_THE PROBLEM_.
Copy exactly the stretch of data below from the line with "Put a point on every instance of the speckled" through the line with "Put a point on every instance of the pink petal;", including both of those lines.

-*-*-

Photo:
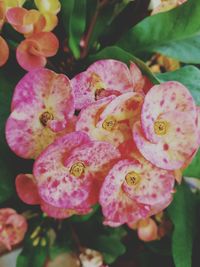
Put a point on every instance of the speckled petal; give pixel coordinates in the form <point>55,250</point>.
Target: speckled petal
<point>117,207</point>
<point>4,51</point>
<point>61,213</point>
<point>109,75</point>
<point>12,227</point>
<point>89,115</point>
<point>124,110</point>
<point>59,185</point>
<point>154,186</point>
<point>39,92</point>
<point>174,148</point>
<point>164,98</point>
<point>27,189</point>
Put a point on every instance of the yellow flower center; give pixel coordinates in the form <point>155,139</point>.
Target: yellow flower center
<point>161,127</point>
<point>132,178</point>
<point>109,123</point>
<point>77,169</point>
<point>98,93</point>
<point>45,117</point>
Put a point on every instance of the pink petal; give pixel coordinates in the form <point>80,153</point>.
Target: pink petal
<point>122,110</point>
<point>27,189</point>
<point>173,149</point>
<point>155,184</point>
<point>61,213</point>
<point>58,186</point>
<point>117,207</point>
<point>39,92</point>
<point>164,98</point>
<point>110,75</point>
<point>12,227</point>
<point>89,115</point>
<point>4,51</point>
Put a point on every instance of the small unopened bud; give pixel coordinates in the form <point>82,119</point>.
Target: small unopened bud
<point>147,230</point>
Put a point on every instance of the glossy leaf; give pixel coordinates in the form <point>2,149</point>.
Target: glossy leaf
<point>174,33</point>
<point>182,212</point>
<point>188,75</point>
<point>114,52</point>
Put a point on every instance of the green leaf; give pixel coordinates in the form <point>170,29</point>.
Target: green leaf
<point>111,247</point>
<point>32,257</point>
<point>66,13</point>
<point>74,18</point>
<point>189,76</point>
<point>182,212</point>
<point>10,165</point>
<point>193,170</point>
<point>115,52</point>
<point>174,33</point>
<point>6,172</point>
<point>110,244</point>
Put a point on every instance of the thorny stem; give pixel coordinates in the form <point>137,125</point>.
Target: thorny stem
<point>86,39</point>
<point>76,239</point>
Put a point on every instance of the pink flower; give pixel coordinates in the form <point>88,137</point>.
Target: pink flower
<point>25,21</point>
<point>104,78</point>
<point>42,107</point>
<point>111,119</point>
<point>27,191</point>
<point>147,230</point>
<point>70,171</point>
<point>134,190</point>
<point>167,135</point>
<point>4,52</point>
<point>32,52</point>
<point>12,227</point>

-*-*-

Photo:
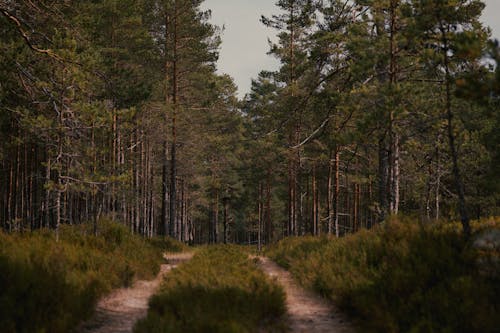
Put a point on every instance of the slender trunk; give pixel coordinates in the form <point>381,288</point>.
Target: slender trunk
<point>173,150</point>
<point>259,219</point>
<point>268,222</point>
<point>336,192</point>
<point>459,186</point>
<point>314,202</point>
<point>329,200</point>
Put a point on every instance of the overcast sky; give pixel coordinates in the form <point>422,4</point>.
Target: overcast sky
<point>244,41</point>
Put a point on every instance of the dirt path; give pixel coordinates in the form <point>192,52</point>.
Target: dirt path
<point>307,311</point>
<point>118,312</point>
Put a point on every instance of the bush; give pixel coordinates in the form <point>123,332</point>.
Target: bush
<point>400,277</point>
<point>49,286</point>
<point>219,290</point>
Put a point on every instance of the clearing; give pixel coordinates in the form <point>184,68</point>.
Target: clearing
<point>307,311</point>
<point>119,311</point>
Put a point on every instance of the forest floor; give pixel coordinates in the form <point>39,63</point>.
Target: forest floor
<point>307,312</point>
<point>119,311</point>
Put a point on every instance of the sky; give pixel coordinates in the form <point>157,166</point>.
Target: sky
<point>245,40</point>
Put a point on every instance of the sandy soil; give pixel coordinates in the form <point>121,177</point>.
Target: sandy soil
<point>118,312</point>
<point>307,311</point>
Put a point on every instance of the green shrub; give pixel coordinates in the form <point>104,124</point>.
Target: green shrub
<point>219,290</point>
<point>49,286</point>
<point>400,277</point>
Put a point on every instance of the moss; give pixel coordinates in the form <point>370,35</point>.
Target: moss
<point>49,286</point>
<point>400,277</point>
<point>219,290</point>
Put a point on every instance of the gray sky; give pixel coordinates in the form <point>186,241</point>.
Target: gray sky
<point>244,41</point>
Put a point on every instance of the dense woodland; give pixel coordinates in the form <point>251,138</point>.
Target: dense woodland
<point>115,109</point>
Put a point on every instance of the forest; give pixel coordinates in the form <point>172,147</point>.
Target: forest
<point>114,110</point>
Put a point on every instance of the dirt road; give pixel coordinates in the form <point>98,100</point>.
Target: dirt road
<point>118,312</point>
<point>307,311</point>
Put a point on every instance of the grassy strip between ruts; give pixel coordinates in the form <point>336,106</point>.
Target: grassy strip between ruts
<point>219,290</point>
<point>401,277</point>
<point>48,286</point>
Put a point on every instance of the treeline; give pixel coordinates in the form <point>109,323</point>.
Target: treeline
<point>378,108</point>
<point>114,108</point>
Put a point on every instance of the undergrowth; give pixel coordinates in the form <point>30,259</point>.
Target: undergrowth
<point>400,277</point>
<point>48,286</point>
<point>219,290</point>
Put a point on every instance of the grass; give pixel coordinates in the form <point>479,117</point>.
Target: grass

-*-*-

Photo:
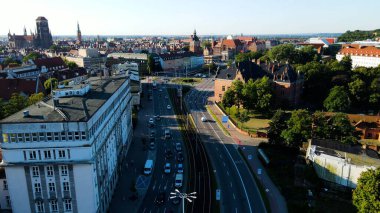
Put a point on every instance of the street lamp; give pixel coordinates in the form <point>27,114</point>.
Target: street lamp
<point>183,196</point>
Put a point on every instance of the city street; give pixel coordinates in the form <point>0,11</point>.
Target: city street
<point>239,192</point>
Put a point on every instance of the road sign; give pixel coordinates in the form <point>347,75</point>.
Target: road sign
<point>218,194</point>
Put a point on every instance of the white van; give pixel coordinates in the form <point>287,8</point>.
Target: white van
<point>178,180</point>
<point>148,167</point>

-*-*-

_WRITTEN RESPONSE_.
Put a point on every instance of the speckled petal; give pixel coordinates in the form <point>55,250</point>.
Target: speckled petal
<point>117,207</point>
<point>4,51</point>
<point>61,213</point>
<point>109,75</point>
<point>12,227</point>
<point>89,115</point>
<point>124,110</point>
<point>59,185</point>
<point>154,186</point>
<point>39,92</point>
<point>174,148</point>
<point>164,98</point>
<point>27,189</point>
Put a point on every instance of the yellow flower center; give pixel coordinates in the form <point>155,139</point>.
Target: yellow flower center
<point>161,127</point>
<point>132,178</point>
<point>109,123</point>
<point>77,169</point>
<point>98,93</point>
<point>45,117</point>
Put a point on every instance of the pink petal; give pixel coordinates in the form <point>80,153</point>.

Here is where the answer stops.